This text above is a bit too cryptic for me...
Are you saying that your driver changes rte_eth_dev.rx_pkt_burst(/ 
tx_pkt_burst) on the fly
(after dev_start() and before dev_stop())?
If so, then generally speaking, it is a bad idea.
While it might works for some limited scenarios, right now it is not supported 
by ethdev framework,
and might introduce a lot of problems. 

> 1. it is recommended that trace be deleted from the dummy function.

You are talking about:
RTE_ETHDEV_LOG(ERR, "rx_pkt_burst for unconfigured port\n");
right?
Dummy function is supposed to be set only when device is not able to do RX/TX 
properly
(not attached, or attached but not configured, or attached and configured, but 
not started).
Obviously if app calls rx/tx_burst for such port it is a major issue, that 
should be flagged imemdiatelly.
So I believe having log here makes a perfect sense here. 

> 2. public the eth_dev_fp_ops_reset/setup interface for driver usage.

You mean move their declarations into ethdev_driver.h?
I suppose that could be done, but still wonder why driver would need to
call these functions directly?

## LISTED ENTRIES
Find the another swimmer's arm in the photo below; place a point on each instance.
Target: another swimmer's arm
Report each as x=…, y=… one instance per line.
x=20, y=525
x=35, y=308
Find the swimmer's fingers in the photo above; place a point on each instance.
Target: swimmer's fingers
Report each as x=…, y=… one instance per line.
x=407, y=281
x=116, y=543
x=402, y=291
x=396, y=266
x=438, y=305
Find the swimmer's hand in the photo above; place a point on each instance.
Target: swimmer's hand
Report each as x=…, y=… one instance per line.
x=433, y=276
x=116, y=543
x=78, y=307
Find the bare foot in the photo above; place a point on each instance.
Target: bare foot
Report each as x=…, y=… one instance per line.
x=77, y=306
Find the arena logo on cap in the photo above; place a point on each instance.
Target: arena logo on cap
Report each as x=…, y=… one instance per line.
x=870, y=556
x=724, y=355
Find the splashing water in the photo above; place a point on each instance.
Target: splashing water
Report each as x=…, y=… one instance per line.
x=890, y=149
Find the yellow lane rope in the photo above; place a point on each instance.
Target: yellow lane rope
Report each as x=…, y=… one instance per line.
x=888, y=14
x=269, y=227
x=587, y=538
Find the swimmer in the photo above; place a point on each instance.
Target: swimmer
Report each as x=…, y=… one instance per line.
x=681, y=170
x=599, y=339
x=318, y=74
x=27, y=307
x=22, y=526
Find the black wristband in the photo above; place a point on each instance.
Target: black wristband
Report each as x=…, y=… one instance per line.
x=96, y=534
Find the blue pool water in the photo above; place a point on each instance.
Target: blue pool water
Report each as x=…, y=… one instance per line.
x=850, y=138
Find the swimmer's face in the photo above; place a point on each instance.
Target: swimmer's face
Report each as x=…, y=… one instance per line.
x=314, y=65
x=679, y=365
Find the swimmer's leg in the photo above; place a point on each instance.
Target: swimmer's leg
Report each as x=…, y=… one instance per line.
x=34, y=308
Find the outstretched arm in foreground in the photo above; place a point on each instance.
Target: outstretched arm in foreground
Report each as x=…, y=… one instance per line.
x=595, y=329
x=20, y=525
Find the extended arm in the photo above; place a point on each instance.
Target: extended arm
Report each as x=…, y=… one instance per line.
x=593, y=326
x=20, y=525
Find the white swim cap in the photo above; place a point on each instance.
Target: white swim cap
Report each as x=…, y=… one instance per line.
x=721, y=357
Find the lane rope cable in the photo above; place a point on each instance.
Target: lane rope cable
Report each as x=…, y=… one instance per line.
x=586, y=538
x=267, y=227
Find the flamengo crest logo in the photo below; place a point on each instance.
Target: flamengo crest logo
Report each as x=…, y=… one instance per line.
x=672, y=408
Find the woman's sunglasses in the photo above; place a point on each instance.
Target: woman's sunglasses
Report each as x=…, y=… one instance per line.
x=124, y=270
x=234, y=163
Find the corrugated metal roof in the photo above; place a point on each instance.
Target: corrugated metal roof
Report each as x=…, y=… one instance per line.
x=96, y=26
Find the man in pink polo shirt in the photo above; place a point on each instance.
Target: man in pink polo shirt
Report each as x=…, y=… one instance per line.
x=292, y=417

## TASKS TO COMPLETE
a. Write out the stretch of the ethdev reply from "You are talking" through "for driver usage.".
b. Answer these questions from the ethdev reply:
(i) Between which two calls does the reply place the on-the-fly change it asks about?
(ii) In which three situations is the dummy function supposed to be set?
(iii) Into which header file would the declarations be moved?
c. Carry on the ethdev reply past its final sentence.
The lines play no part in any of this.

## TASK-BY-TASK ANSWERS
a.
You are talking about:
RTE_ETHDEV_LOG(ERR, "rx_pkt_burst for unconfigured port\n");
right?
Dummy function is supposed to be set only when device is not able to do RX/TX 
properly
(not attached, or attached but not configured, or attached and configured, but 
not started).
Obviously if app calls rx/tx_burst for such port it is a major issue, that 
should be flagged imemdiatelly.
So I believe having log here makes a perfect sense here. 

> 2. public the eth_dev_fp_ops_reset/setup interface for driver usage.

b.
(i) After dev_start() and before dev_stop().
(ii) When the device is not attached, when it is attached but not configured, or when it is attached and configured but not started.
(iii) ethdev_driver.h.

c.
> > +
> >  #endif /* _ETH_PRIVATE_H_ */
> > diff --git a/lib/ethdev/rte_ethdev.c b/lib/ethdev/rte_ethdev.c
> > index c8abda6dd7..9f7a0cbb8c 100644
> > --- a/lib/ethdev/rte_ethdev.c
> > +++ b/lib/ethdev/rte_ethdev.c
> > @@ -44,6 +44,9 @@
> >  static const char *MZ_RTE_ETH_DEV_DATA = "rte_eth_dev_data";
> >  struct rte_eth_dev rte_eth_devices[RTE_MAX_ETHPORTS];
> >
> > +/* public fast-path API */
> > +struct rte_eth_fp_ops rte_eth_fp_ops[RTE_MAX_ETHPORTS];
> > +
> >  /* spinlock for eth device callbacks */
> >  static rte_spinlock_t eth_dev_cb_lock = RTE_SPINLOCK_INITIALIZER;
> >
> > @@ -578,6 +581,8 @@ rte_eth_dev_release_port(struct rte_eth_dev *eth_dev)
> >             rte_eth_dev_callback_process(eth_dev,
> >                             RTE_ETH_EVENT_DESTROY, NULL);
> >
> > +   eth_dev_fp_ops_reset(rte_eth_fp_ops + eth_dev->data->port_id);
> > +
> >     rte_spinlock_lock(&eth_dev_shared_data->ownership_lock);
> >
> >     eth_dev->state = RTE_ETH_DEV_UNUSED;
> > @@ -1787,6 +1792,9 @@ rte_eth_dev_start(uint16_t port_id)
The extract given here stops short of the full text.